-- BRIEF --
Emit a verbatim copy of the lines running from the line with "Pick out a point on every instance of the roof" through the end of the material below.

-- DATA SUPPLIED --
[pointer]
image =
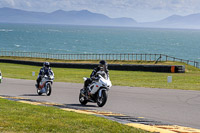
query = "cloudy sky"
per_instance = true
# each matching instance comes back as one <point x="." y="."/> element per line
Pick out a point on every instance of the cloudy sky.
<point x="140" y="10"/>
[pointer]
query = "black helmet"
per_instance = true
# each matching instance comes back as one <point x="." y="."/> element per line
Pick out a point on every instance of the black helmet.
<point x="103" y="63"/>
<point x="46" y="64"/>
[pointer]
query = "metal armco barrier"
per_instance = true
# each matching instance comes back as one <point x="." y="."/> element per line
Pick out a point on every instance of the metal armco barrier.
<point x="124" y="67"/>
<point x="113" y="57"/>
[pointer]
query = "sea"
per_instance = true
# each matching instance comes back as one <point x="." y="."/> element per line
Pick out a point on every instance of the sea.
<point x="69" y="39"/>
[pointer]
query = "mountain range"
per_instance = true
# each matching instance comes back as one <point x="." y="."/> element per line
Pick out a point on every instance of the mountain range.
<point x="85" y="17"/>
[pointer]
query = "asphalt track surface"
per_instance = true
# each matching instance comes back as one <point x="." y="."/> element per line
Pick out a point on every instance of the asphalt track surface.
<point x="178" y="107"/>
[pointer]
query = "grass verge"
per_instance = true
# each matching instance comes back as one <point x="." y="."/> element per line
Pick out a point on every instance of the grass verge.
<point x="187" y="81"/>
<point x="20" y="117"/>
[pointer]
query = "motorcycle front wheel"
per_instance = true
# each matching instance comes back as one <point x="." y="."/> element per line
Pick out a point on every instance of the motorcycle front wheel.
<point x="38" y="92"/>
<point x="101" y="101"/>
<point x="48" y="89"/>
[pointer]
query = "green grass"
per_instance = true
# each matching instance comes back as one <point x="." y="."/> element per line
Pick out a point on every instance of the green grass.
<point x="20" y="117"/>
<point x="187" y="81"/>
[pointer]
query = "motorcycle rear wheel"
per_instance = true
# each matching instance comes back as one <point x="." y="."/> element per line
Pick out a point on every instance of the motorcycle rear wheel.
<point x="48" y="89"/>
<point x="101" y="101"/>
<point x="82" y="99"/>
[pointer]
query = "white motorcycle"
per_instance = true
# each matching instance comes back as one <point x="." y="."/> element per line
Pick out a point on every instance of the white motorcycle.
<point x="97" y="90"/>
<point x="45" y="85"/>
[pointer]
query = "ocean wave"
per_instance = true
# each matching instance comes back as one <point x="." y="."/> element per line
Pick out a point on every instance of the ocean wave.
<point x="5" y="30"/>
<point x="17" y="45"/>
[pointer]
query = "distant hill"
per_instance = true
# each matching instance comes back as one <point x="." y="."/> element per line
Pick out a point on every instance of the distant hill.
<point x="176" y="21"/>
<point x="83" y="17"/>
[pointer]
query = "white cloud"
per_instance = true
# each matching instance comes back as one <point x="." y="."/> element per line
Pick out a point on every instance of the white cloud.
<point x="142" y="10"/>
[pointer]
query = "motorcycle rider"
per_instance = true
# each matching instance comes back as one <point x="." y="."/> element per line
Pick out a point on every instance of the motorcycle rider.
<point x="101" y="67"/>
<point x="45" y="70"/>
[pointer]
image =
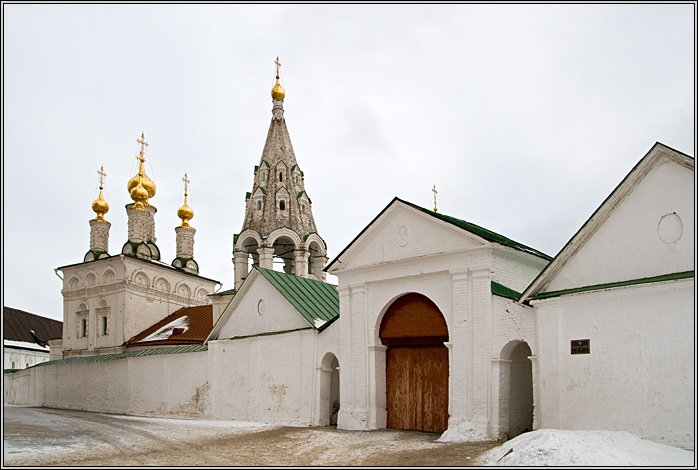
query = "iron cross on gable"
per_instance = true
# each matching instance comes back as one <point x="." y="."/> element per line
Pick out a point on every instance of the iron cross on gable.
<point x="101" y="174"/>
<point x="186" y="183"/>
<point x="143" y="143"/>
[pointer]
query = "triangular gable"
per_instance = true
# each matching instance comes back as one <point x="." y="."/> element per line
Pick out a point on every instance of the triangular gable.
<point x="463" y="234"/>
<point x="188" y="325"/>
<point x="604" y="239"/>
<point x="315" y="303"/>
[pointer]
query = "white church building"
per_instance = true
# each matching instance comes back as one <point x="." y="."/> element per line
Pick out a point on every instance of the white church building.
<point x="436" y="324"/>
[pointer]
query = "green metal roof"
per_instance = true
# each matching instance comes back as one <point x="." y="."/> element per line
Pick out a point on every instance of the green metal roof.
<point x="112" y="357"/>
<point x="317" y="302"/>
<point x="504" y="291"/>
<point x="475" y="229"/>
<point x="610" y="285"/>
<point x="480" y="231"/>
<point x="225" y="292"/>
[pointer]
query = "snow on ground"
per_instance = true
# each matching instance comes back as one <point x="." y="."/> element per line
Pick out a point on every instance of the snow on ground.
<point x="584" y="448"/>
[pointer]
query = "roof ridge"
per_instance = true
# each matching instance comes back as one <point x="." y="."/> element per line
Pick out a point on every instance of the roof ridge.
<point x="480" y="231"/>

-- RESPONSE --
Pick out a point on every instance of the roof ridge.
<point x="480" y="231"/>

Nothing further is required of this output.